▸ **Set exercise 1**
In the news excerpt on student mock elections, list the levels of political races that the Keaau High students researched.
▸ **Set exercise 2**
Output the news excerpt on student mock elections from "At least that’s" up to and including "national political races.".

At least that’s what some East Hawaii high school students said when asked why so few young people seem to follow local elections and political issues.

“(As students) we’re not really told that much about it,” said 16-year-old Kaitlyn Khan, a senior at Keaau High School. “If we are told about it, it’s probably from our parents. But if not, we don’t hear that much about it.”

That wasn’t the case Wednesday, however, as Khan, along with about 25 of her Keaau High peers, spent part of the morning researching candidates in upcoming county, state and national political races.

The teens — though still too young to vote — were preparing to cast mock ballots that morning as part of We Vote Hawaii, a nonpartisan nonprofit organization that administers an online election for Hawaii’s K-12 public, private and home-schooled students.

Students cast ballots nearly identical to those of their parents. Results will be posted at 6 p.m. Tuesday, when regular polls close.

▸ **Provided material**
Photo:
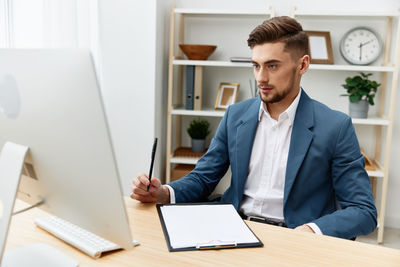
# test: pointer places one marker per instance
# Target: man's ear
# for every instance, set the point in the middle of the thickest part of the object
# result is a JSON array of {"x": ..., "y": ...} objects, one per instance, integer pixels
[{"x": 304, "y": 63}]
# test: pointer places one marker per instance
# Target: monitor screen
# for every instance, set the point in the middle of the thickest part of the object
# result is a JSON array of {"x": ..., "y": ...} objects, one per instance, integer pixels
[{"x": 50, "y": 102}]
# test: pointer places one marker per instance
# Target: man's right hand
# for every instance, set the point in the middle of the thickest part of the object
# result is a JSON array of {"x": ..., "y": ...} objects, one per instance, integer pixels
[{"x": 157, "y": 192}]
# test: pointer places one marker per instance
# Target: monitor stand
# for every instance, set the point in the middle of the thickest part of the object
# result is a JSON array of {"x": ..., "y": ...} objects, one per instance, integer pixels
[{"x": 12, "y": 159}]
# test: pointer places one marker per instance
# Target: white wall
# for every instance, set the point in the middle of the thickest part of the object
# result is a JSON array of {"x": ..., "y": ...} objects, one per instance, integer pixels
[
  {"x": 127, "y": 33},
  {"x": 134, "y": 41}
]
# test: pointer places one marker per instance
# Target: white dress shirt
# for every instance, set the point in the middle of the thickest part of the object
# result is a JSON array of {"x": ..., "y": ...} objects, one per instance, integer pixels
[{"x": 263, "y": 191}]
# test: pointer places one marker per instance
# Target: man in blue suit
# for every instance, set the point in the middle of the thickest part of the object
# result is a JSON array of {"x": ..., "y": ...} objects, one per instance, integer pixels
[{"x": 294, "y": 161}]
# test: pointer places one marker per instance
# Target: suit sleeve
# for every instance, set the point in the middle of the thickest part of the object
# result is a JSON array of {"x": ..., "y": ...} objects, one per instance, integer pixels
[
  {"x": 357, "y": 213},
  {"x": 199, "y": 184}
]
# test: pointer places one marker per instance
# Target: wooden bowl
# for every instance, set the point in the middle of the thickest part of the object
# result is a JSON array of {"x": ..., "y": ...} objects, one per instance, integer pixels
[{"x": 197, "y": 52}]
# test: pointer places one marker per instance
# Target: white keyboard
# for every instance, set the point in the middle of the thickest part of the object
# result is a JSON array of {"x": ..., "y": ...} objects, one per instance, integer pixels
[{"x": 86, "y": 241}]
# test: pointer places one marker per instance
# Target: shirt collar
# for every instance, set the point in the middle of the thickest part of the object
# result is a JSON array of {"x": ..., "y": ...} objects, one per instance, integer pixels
[{"x": 290, "y": 111}]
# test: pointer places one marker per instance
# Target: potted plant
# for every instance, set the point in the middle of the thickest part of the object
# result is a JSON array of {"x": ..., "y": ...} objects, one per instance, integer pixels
[
  {"x": 198, "y": 131},
  {"x": 361, "y": 92}
]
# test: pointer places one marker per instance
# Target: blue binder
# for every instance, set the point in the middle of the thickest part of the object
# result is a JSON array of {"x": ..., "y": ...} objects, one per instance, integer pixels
[{"x": 189, "y": 87}]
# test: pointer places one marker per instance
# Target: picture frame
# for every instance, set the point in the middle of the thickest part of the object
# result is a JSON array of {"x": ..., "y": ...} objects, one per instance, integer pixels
[
  {"x": 320, "y": 46},
  {"x": 227, "y": 95}
]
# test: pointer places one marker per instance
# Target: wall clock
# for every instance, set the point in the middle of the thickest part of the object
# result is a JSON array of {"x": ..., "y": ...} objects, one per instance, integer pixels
[{"x": 361, "y": 46}]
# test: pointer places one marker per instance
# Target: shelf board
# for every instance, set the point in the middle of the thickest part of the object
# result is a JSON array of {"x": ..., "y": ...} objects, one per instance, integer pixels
[
  {"x": 351, "y": 14},
  {"x": 371, "y": 121},
  {"x": 182, "y": 160},
  {"x": 211, "y": 63},
  {"x": 351, "y": 68},
  {"x": 217, "y": 63},
  {"x": 377, "y": 173},
  {"x": 190, "y": 11},
  {"x": 206, "y": 113}
]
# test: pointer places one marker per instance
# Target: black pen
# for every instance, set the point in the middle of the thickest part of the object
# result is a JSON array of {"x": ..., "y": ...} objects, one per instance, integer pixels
[{"x": 153, "y": 154}]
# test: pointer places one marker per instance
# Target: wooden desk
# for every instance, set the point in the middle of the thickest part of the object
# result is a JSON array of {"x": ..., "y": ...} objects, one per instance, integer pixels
[{"x": 282, "y": 247}]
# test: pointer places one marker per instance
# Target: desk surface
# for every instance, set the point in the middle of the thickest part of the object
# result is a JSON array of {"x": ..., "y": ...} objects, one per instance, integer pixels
[{"x": 282, "y": 246}]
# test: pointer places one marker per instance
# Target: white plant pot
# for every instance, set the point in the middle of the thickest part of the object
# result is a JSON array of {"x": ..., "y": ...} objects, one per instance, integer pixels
[
  {"x": 359, "y": 109},
  {"x": 198, "y": 145}
]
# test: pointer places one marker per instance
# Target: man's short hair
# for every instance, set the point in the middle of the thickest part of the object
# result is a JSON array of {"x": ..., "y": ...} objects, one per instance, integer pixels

▸ **Response 1**
- County
- State
- National

▸ **Response 2**
At least that’s what some East Hawaii high school students said when asked why so few young people seem to follow local elections and political issues.

“(As students) we’re not really told that much about it,” said 16-year-old Kaitlyn Khan, a senior at Keaau High School. “If we are told about it, it’s probably from our parents. But if not, we don’t hear that much about it.”

That wasn’t the case Wednesday, however, as Khan, along with about 25 of her Keaau High peers, spent part of the morning researching candidates in upcoming county, state and national political races.